Records for the exercise:

────────

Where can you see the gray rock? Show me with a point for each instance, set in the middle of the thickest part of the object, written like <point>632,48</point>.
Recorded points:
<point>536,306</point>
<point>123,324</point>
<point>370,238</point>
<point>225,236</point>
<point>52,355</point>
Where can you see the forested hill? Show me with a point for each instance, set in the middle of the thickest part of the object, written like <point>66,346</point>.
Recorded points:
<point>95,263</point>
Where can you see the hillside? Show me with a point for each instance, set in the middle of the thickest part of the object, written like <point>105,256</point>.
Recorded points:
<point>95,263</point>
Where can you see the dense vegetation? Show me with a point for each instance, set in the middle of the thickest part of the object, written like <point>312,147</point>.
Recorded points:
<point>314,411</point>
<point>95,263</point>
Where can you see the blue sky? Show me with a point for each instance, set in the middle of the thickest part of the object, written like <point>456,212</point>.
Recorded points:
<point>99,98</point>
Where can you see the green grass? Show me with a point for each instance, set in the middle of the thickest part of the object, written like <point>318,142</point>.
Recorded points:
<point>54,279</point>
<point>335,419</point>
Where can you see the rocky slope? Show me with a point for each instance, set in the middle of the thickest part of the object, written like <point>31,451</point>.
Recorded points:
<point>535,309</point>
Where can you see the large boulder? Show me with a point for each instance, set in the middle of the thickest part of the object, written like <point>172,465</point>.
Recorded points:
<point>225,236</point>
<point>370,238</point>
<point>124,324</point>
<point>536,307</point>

────────

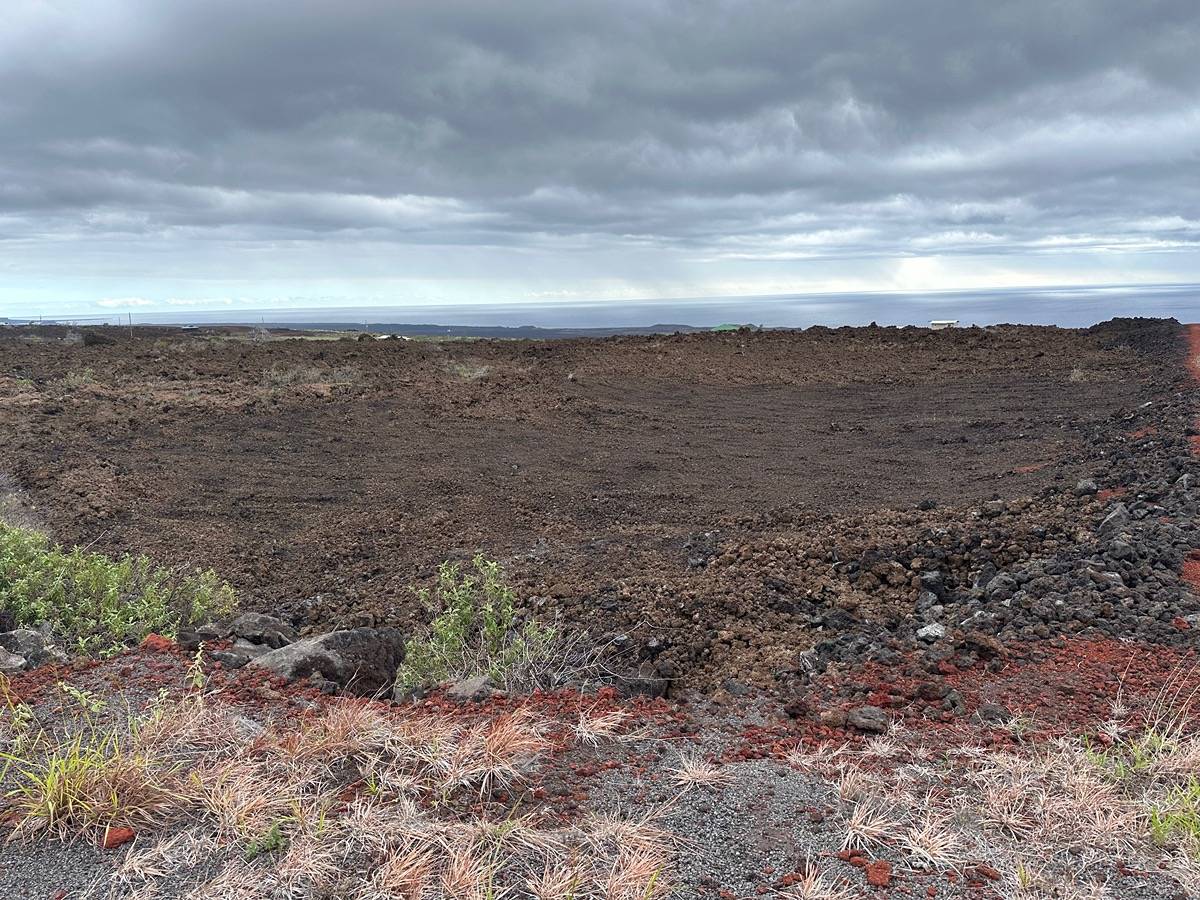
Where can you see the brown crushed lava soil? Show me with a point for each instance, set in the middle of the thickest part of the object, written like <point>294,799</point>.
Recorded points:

────────

Your task: Rewrite the entries in the stretch from the line containing "Where can you see the dense" through the line containing "<point>535,309</point>", substituting "Logged points" for "Recorded points" and leaving everything else unchanged. Give only those lines.

Expected output:
Where can you see the dense vegetation? Show me with a point for each instance, set in the middle of the thickest part of the object, written like <point>312,147</point>.
Logged points:
<point>314,411</point>
<point>95,263</point>
Where can you see the blue sky? Show me with a point for each instance, set in the middle of the thickest part of the object, written like <point>456,212</point>.
Logged points:
<point>99,98</point>
Where can you see the green grass? Show me with a point for each instance, set in the middle of the thickest part of the object, written like <point>318,142</point>.
Logged points:
<point>54,279</point>
<point>335,419</point>
Where can you see the rocky slope? Show me with a point for each instance, set in the middle of the thickest part of the object, written like <point>31,451</point>.
Logged points:
<point>535,309</point>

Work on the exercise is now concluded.